◆ **WHAT YOU WILL DO**: Output the records, every one, exactly as given.
++++++++++++++++++++
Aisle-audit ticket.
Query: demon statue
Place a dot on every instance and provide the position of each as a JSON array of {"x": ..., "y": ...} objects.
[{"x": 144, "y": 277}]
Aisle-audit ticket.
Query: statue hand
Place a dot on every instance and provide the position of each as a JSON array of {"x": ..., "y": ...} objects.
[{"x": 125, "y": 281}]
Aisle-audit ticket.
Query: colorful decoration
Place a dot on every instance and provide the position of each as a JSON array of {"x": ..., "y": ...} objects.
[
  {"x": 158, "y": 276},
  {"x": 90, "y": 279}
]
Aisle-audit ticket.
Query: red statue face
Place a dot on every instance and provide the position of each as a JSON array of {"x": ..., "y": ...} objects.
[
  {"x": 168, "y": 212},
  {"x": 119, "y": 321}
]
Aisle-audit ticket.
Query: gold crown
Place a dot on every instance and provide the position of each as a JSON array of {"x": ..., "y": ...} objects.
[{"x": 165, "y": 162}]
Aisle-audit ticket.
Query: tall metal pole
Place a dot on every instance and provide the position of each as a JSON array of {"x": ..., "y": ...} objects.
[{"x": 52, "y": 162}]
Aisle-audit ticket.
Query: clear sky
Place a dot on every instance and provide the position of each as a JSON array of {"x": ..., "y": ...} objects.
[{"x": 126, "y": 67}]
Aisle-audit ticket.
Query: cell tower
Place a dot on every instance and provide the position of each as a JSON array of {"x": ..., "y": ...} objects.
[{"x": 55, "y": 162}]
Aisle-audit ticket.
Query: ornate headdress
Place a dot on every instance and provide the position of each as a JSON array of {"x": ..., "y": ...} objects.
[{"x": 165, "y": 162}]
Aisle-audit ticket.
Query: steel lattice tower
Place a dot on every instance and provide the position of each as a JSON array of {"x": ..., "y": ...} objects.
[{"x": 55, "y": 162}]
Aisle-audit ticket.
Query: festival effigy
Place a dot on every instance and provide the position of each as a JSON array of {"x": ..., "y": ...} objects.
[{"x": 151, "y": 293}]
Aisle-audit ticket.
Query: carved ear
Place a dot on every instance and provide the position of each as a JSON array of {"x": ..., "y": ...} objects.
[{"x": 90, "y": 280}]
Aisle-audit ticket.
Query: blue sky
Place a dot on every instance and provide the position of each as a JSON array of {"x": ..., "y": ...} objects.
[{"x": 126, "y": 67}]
++++++++++++++++++++
◆ **RESPONSE BELOW**:
Aisle-audit ticket.
Query: demon statue
Place a dot on every instance and provide the position of each as a JSON array of {"x": ..., "y": ...} objects.
[{"x": 144, "y": 277}]
Aisle-audit ticket.
Query: statue hand
Place a dot on every instance and provide the position of each as a JSON array of {"x": ..., "y": ...} objects.
[{"x": 125, "y": 281}]
Aisle-audit ticket.
Query: colorful decoration
Place a dot on every instance and provide the position of each as a JSON array of {"x": ..., "y": ...} objects.
[
  {"x": 158, "y": 276},
  {"x": 90, "y": 279}
]
Aisle-audit ticket.
Query: red statue face
Place a dot on every instance and provide the position of each as a JSON array of {"x": ..., "y": ...} objects.
[
  {"x": 168, "y": 212},
  {"x": 119, "y": 321}
]
Aisle-audit ticket.
Query: gold crown
Place a dot on every instance and provide the position of each as a JSON array of {"x": ..., "y": ...} objects.
[{"x": 165, "y": 162}]
Aisle-audit ticket.
Query: tall metal pole
Place a dot on every instance and provide the position of each as a JSON array of {"x": ..., "y": ...} objects.
[{"x": 52, "y": 162}]
Aisle-audit ticket.
Query: clear sky
Place a dot on every instance and provide the position of each as a JSON array of {"x": ..., "y": ...} objects.
[{"x": 126, "y": 67}]
Aisle-audit ticket.
Query: cell tower
Place a dot on every instance and provide the position of each as a JSON array of {"x": ..., "y": ...} objects.
[{"x": 55, "y": 162}]
Aisle-audit ticket.
Query: ornate headdress
Place a dot on every instance and provide the position of each as a JSON array of {"x": ..., "y": ...} objects.
[{"x": 165, "y": 162}]
Aisle-audit ticket.
Query: steel lattice tower
Place a dot on every instance and provide the position of each as a JSON array of {"x": ..., "y": ...} objects.
[{"x": 55, "y": 162}]
Aisle-audit ticket.
Query: festival effigy
Place a dot on every instance and provide the position of each as a JSON array of {"x": ..., "y": ...} objects.
[{"x": 151, "y": 293}]
Aisle-audit ticket.
Query: carved ear
Place a dot on every instance and provide the position of each as a JSON array of {"x": ..., "y": ...} objects.
[{"x": 90, "y": 280}]
Aisle-audit ticket.
Query: blue sky
Place a dot on every instance and provide the position of each as a JSON array of {"x": ..., "y": ...} objects.
[{"x": 126, "y": 67}]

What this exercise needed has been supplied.